» YOUR INSTRUCTIONS: Rewrite the records from the beginning through the line with "M29 747L0 724L0", changing "black metal grid" to "dark iron grate" and leaving everything else the same.
— Begin GIVEN RECORDS —
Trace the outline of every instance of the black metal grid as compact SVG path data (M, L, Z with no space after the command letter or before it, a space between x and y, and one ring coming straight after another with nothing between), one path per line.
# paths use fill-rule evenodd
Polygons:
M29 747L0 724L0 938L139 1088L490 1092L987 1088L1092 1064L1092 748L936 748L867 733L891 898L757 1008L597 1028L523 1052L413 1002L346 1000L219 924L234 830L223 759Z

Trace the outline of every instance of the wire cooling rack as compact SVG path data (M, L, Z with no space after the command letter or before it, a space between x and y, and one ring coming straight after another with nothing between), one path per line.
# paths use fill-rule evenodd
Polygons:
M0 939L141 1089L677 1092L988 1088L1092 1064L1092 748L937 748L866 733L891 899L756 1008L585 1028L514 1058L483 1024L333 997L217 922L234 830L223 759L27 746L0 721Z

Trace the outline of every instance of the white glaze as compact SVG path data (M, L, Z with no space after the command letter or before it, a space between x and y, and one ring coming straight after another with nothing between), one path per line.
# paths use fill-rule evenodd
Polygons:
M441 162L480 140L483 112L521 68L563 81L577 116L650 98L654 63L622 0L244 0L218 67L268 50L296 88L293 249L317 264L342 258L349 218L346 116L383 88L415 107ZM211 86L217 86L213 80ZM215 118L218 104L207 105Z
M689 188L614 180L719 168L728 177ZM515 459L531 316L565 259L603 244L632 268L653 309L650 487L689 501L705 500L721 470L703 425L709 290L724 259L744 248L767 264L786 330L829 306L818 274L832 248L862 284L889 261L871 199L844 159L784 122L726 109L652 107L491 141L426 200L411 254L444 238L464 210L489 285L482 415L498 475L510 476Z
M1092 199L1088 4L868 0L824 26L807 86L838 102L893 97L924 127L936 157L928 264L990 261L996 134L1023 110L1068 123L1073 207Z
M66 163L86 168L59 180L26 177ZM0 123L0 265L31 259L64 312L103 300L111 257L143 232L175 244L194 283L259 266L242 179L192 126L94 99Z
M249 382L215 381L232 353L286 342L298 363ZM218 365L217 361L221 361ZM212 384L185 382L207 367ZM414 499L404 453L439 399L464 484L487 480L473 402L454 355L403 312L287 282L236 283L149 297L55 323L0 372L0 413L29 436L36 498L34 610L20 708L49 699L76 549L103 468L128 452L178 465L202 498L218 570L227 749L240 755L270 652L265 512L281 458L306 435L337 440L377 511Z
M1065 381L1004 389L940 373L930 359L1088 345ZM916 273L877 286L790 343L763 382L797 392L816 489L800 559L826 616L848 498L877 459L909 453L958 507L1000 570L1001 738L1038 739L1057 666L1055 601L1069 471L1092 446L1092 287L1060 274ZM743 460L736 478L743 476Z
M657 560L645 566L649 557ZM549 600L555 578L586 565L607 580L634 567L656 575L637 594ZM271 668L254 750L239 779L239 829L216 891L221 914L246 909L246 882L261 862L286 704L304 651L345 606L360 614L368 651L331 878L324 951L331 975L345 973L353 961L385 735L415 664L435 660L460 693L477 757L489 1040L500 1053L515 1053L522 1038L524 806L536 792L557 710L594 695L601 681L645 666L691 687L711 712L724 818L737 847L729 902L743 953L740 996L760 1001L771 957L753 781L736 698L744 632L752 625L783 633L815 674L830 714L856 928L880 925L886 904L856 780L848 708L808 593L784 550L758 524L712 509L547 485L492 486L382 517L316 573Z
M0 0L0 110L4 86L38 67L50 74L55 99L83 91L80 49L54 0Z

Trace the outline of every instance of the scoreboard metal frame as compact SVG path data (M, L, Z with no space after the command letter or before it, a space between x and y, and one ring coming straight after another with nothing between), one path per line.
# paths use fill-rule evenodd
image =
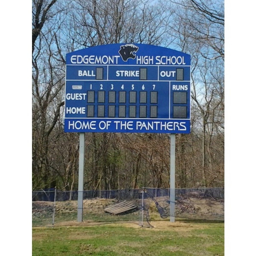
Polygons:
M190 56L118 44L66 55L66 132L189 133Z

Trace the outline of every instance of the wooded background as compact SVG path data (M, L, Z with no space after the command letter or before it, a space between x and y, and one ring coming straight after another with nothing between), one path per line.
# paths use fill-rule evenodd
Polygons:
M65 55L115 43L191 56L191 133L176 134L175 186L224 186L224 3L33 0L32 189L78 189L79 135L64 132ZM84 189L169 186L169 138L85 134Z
— End GIVEN RECORDS —
» EXERCISE SOLUTION:
Trace the outline of every instance of the dark iron grate as compact SVG path data (M, L, Z with no space after the command letter or before it, a space between x and y, and one ring coming straight after another with nothing between), one path per line.
# paths use fill-rule evenodd
Polygons:
M29 747L0 724L0 938L139 1088L490 1092L987 1088L1092 1064L1092 748L936 748L867 733L891 898L757 1008L597 1028L523 1052L413 1002L346 1000L219 924L234 830L223 759Z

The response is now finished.